Material for this exercise.
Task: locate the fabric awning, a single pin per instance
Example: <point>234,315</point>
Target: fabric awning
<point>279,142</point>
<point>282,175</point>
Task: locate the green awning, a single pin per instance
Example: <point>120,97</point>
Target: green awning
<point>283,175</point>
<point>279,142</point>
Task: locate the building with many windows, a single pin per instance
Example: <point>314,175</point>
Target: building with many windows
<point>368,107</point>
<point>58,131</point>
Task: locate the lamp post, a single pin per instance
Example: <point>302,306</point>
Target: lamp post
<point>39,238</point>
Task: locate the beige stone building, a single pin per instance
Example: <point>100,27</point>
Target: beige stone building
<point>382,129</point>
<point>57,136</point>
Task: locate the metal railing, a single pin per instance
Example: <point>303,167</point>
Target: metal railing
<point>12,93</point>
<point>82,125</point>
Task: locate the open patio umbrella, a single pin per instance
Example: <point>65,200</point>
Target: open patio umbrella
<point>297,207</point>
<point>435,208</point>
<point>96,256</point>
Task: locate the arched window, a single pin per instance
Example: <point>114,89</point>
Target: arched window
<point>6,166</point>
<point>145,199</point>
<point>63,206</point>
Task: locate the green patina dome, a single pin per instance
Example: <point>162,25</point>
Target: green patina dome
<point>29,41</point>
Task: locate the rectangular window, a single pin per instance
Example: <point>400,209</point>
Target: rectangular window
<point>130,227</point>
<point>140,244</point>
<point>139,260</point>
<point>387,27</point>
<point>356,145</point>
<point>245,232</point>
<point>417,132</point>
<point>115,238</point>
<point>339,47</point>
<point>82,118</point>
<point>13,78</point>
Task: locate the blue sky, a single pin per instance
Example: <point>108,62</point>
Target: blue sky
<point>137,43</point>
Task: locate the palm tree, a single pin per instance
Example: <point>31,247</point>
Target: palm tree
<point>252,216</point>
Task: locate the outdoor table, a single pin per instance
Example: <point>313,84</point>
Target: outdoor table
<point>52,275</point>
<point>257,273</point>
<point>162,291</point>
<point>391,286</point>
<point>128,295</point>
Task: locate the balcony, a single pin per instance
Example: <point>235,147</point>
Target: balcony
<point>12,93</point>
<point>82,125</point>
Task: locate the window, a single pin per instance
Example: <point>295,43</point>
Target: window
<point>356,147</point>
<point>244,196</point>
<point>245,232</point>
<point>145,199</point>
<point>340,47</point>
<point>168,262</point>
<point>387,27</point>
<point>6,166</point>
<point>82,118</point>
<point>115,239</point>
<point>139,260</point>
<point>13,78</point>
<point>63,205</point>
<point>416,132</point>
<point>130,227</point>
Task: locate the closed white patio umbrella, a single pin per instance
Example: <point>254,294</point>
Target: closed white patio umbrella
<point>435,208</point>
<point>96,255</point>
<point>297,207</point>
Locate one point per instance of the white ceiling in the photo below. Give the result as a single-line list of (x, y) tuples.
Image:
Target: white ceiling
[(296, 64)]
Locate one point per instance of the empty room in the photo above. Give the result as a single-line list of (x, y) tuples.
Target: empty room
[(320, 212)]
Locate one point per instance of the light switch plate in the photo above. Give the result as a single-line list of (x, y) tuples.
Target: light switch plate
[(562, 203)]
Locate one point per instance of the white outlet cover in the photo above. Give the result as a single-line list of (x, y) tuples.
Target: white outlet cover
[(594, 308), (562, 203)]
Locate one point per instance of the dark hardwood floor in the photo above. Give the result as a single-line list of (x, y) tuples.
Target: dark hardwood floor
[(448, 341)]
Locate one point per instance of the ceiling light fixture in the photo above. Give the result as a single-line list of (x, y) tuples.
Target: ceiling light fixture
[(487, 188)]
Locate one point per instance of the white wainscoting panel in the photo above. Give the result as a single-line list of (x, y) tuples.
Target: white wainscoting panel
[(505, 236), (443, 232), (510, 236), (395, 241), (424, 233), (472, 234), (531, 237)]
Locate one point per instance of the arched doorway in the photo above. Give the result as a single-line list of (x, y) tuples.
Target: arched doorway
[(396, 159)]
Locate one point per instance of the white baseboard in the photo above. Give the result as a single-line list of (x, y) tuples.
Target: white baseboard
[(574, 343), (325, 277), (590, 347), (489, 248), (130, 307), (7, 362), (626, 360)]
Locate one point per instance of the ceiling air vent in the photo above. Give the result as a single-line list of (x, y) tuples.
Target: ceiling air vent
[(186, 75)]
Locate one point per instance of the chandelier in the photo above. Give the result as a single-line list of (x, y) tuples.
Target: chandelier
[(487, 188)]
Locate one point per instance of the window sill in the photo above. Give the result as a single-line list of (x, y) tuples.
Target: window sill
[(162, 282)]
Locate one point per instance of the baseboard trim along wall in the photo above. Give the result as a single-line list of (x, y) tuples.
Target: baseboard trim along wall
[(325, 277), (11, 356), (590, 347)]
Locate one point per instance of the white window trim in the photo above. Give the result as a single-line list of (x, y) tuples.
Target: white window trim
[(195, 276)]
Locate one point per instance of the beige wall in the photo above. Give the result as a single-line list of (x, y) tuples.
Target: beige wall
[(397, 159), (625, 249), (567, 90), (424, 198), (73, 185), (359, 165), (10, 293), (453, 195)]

Problem to solve.
Put all of the data above into a CSV with two columns named input and output. Each row should hold one text and the answer that follows it, each in a single quoted field with line breaks replaced by spaces.

Answer.
input,output
"Task: locate the fabric awning, a single pin per instance Example: <point>234,315</point> Target: fabric awning","<point>279,142</point> <point>282,175</point>"
"Task: locate the green awning, a single pin per instance Example: <point>120,97</point> Target: green awning","<point>283,175</point> <point>279,142</point>"
"Task: locate the building with many windows, a single pin per instance Example: <point>314,175</point> Target: building with many windows","<point>368,107</point> <point>58,131</point>"
"Task: locate the lamp post, a single pin per instance Example: <point>302,306</point> Target: lamp post","<point>39,238</point>"
"Task: locate the beige stone building, a single pin per instance Example: <point>100,27</point> Target: beige stone building","<point>382,129</point> <point>57,136</point>"
"Task: locate the metal railing, a single pin per instance Example: <point>303,167</point> Target: metal railing","<point>12,93</point> <point>82,125</point>"
"Task: locate the open patio umbrella, a single pin per instance Example: <point>65,200</point> Target: open patio umbrella","<point>297,207</point> <point>435,208</point> <point>96,256</point>"
"Task: locate the arched window, a single pin per instance Example: <point>114,89</point> Target: arched window","<point>6,166</point> <point>145,199</point> <point>63,206</point>"
"Task: locate the green patina dome, a single pin per instance Example: <point>162,25</point> Target: green patina dome","<point>29,41</point>"
"Task: locate the rectangular window, a single pin per instance Example: <point>400,209</point> Target: rectangular window","<point>130,227</point> <point>140,244</point> <point>139,260</point> <point>387,27</point> <point>356,145</point> <point>245,232</point> <point>417,132</point> <point>115,238</point> <point>339,47</point> <point>82,118</point> <point>13,78</point>"
"Task: locate the blue sky, a single pin per instance Example: <point>108,62</point> Target: blue sky","<point>137,43</point>"
"Task: locate the palm tree, a single pin per instance Example: <point>31,247</point> Target: palm tree","<point>252,216</point>"
"Task: locate the outdoor table, a single pin per instance Example: <point>313,84</point> Target: outdoor table","<point>52,275</point> <point>257,273</point> <point>162,291</point> <point>391,286</point> <point>128,295</point>"
"Task: locate the balcony, a single pin per instance Example: <point>235,147</point> Target: balcony","<point>12,93</point> <point>82,125</point>"
"Task: locate the window, a single pin per instance Example: <point>295,43</point> Target: window","<point>356,147</point> <point>244,196</point> <point>245,232</point> <point>145,199</point> <point>340,47</point> <point>168,262</point> <point>387,27</point> <point>6,166</point> <point>82,118</point> <point>115,239</point> <point>139,260</point> <point>13,78</point> <point>63,205</point> <point>416,132</point> <point>130,227</point>"
"Task: locate the closed white patio umbrella, a single pin per instance Example: <point>254,294</point> Target: closed white patio umbrella","<point>435,208</point> <point>96,255</point> <point>297,207</point>"
"Locate one point per instance of the white ceiling in the photo below. Give the result as a single-line list of (x, y) tuples. Image: Target: white ceiling","[(296, 64)]"
"Locate one point per instance of the empty room in the photo above. Give the result as a single-line list of (x, y) tuples. Target: empty room","[(320, 212)]"
"Locate one point per instance of the light switch plate in the photo above. Give the result as a single-line list of (x, y) tuples. Target: light switch plate","[(562, 203)]"
"Locate one point per instance of the white outlet cover in the photo above. Give the result as a single-line list of (x, y) tuples. Target: white outlet cover","[(594, 308), (562, 203)]"
"Locate one point per instance of the dark hardwood floor in the photo above. Give the result as a single-line list of (x, y) tuples. Target: dark hardwood floor","[(448, 341)]"
"Locate one point per instance of the ceiling light fixture in the photo above. Give the result as a single-line list of (x, y) tuples. Target: ceiling light fixture","[(487, 188)]"
"Locate one point per instance of the white wainscoting panel in the photo above. Give the result as a single-line list of (x, y) tuples. Target: white wainscoting panel","[(505, 236), (443, 232), (510, 236), (395, 241), (424, 233), (472, 234), (531, 237)]"
"Locate one point per instance of the arched doorway in the photo above. Give the result as a single-line list of (x, y) tuples. Target: arched doorway","[(396, 159)]"
"Locate one point per instance of the white baseboard in the photo above. Give the result as a single-line list of (x, y) tuples. Target: white baseboard","[(574, 343), (325, 277), (590, 347), (489, 248), (130, 307), (7, 362), (626, 360)]"
"Locate one point per instance of the ceiling air vent in the photo above. Give the result as a single-line list of (x, y) tuples. Target: ceiling air vent","[(186, 75)]"
"Locate one point per instance of the chandelier in the photo above. Give the result as a single-line list of (x, y) tuples. Target: chandelier","[(487, 188)]"
"Locate one point per instance of the window sill in the photo above. Give the result as a single-line list of (x, y) tuples. Target: window sill","[(162, 282)]"
"Locate one point per instance of the baseboard trim along wall in the photo above. Give the result as a single-line list of (x, y) tuples. Target: baseboard trim along wall","[(325, 277), (11, 356), (590, 347)]"
"Locate one point per instance of the white window trim in the photo above. Give the result as a single-line list of (x, y) tuples. Target: white window trim","[(195, 276)]"
"Locate one point per instance of the beige wall in the photo above. Give the result as a single-line list of (x, y) tuples. Target: beige wall","[(397, 159), (625, 249), (567, 90), (424, 198), (73, 185), (359, 165), (10, 293), (453, 195)]"